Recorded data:

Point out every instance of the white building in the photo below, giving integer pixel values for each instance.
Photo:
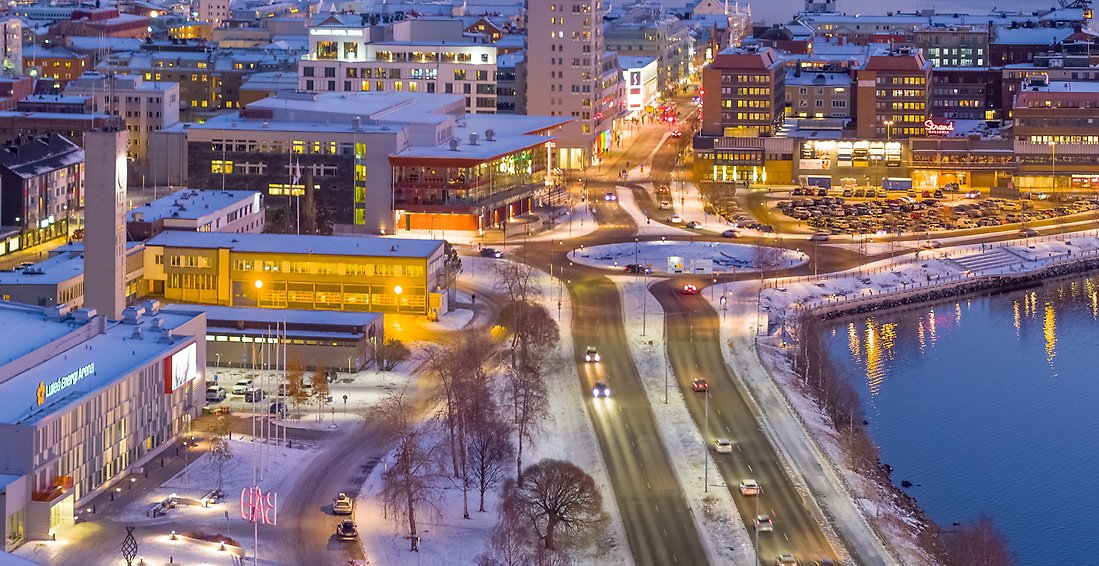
(144, 106)
(80, 412)
(642, 87)
(240, 211)
(569, 74)
(429, 56)
(213, 11)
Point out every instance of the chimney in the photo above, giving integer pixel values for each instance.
(104, 218)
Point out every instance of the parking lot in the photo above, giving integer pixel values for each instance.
(872, 211)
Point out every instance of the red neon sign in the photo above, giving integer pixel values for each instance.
(937, 128)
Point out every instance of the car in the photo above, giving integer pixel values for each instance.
(342, 505)
(215, 394)
(346, 531)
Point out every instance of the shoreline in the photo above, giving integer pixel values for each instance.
(810, 362)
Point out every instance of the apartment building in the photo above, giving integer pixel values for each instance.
(570, 74)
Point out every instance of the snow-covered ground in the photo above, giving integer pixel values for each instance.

▸ **Instructions for the task**: For this exercise, output the records exactly but omit their pictures.

▸ **Response box**:
Point out every instance of the white building in the photo below, giving integer pixel values for each instance.
Photo:
(144, 106)
(80, 412)
(642, 87)
(240, 211)
(569, 74)
(429, 56)
(213, 11)
Point out every instance of the chimney in the photo above, giving integer pixel values for each instance.
(104, 218)
Point out every instance of the parking lot in the photo above, giving integer pixel values for each instance.
(872, 211)
Point out every instance of the red neon sign in the photo above, giving integer pixel values for each instance.
(937, 128)
Point out every instance of the car in the photo above, giving integer pixel values for each instance.
(342, 505)
(215, 394)
(346, 531)
Point out every instance of the shoreline in the photo above, giving integer pixel values for each instance.
(810, 362)
Point out every instance of the apartment building in the photo above, giving integer pixel values for each instance.
(570, 74)
Point out every instance of the snow-covered ground in the photo above, giving integer pixel values for each instance.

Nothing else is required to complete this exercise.